What is required: For the records that follow, please set down exactly the lines between the one holding "147L484 170L490 173L506" and the one holding "box: [23, 60, 43, 81]", inclusive, and only those.

_ _ _

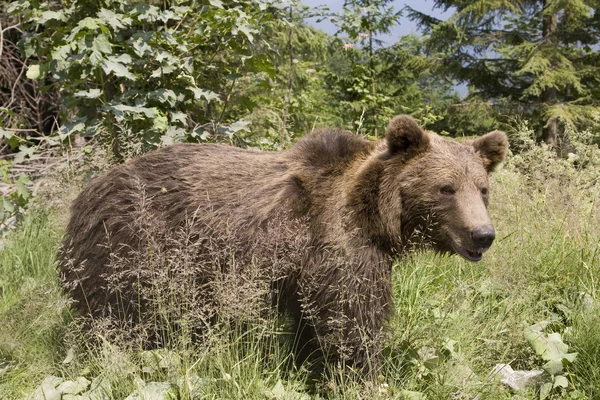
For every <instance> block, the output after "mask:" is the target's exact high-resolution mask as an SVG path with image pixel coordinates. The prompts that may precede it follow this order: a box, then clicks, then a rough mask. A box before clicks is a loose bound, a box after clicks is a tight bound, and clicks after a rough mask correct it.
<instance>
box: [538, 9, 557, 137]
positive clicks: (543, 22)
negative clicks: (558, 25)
mask: <svg viewBox="0 0 600 400" xmlns="http://www.w3.org/2000/svg"><path fill="white" fill-rule="evenodd" d="M547 3H548V0H543V4H544V9H546V6H547ZM556 29H557V16H556V14H553V15H544V16H543V21H542V44H543V45H553V46H556ZM551 68H554V63H552V64H551ZM540 100H541V103H542V105H544V106H546V107H549V106H552V105H554V104H556V102H557V101H558V90H557V89H556V88H555V87H548V88H546V89H545V90H544V92H543V93H542V95H541V96H540ZM545 122H546V123H545V125H544V128H543V131H542V138H543V140H544V142H546V144H548V146H550V147H552V148H556V147H557V145H558V121H557V120H556V118H549V119H547V120H546V121H545Z"/></svg>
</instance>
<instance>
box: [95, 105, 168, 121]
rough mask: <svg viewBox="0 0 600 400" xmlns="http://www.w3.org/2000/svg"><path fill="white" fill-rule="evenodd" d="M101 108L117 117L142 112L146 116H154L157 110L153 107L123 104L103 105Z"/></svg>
mask: <svg viewBox="0 0 600 400" xmlns="http://www.w3.org/2000/svg"><path fill="white" fill-rule="evenodd" d="M103 109H105V110H107V111H110V112H112V113H113V114H115V115H116V116H117V117H123V115H124V114H143V115H144V116H145V117H146V118H155V117H156V115H157V112H156V110H155V109H153V108H148V107H141V106H137V107H132V106H128V105H125V104H117V105H105V106H103Z"/></svg>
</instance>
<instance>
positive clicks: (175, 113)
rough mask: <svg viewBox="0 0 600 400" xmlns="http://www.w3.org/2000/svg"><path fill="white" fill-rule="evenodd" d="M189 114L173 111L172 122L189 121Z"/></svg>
mask: <svg viewBox="0 0 600 400" xmlns="http://www.w3.org/2000/svg"><path fill="white" fill-rule="evenodd" d="M187 118H188V116H187V114H186V113H182V112H173V113H171V121H172V122H180V123H181V124H185V123H186V122H187Z"/></svg>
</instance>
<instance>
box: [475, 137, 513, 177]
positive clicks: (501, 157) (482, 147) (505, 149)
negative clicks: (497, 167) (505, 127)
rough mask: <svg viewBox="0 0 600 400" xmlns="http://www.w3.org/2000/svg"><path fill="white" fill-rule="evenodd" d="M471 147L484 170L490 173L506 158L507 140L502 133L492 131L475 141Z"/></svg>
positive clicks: (506, 138)
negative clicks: (473, 150) (484, 167)
mask: <svg viewBox="0 0 600 400" xmlns="http://www.w3.org/2000/svg"><path fill="white" fill-rule="evenodd" d="M472 145H473V147H474V148H475V152H477V154H479V156H480V157H481V159H482V160H483V165H484V166H485V169H486V170H487V171H488V172H492V171H493V170H494V168H496V166H497V165H498V164H500V163H501V162H502V161H504V158H505V157H506V152H507V151H508V138H507V137H506V133H504V132H502V131H493V132H490V133H486V134H485V135H483V136H482V137H480V138H479V139H477V140H475V141H474V142H473V143H472Z"/></svg>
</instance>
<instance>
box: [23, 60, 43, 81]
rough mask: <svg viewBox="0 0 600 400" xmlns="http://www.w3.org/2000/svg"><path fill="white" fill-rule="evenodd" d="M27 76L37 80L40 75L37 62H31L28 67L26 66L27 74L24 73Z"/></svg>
mask: <svg viewBox="0 0 600 400" xmlns="http://www.w3.org/2000/svg"><path fill="white" fill-rule="evenodd" d="M26 76H27V78H29V79H31V80H34V81H35V80H37V79H38V78H39V77H40V65H39V64H33V65H30V66H29V68H27V74H26Z"/></svg>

_ _ _

Answer:
rough mask: <svg viewBox="0 0 600 400" xmlns="http://www.w3.org/2000/svg"><path fill="white" fill-rule="evenodd" d="M471 147L484 170L490 173L506 158L507 140L502 133L492 131L475 141Z"/></svg>
positive clicks: (506, 138)
negative clicks: (473, 150) (484, 167)
mask: <svg viewBox="0 0 600 400" xmlns="http://www.w3.org/2000/svg"><path fill="white" fill-rule="evenodd" d="M472 145H473V147H474V148H475V152H477V154H479V156H480V157H481V159H482V160H483V165H484V166H485V169H486V170H487V171H488V172H492V171H493V170H494V168H496V166H497V165H498V164H500V163H501V162H502V161H504V158H505V157H506V152H507V151H508V138H507V137H506V133H504V132H502V131H493V132H490V133H486V134H485V135H483V136H482V137H480V138H479V139H477V140H475V141H474V142H473V143H472Z"/></svg>
</instance>
<instance>
box: [23, 60, 43, 81]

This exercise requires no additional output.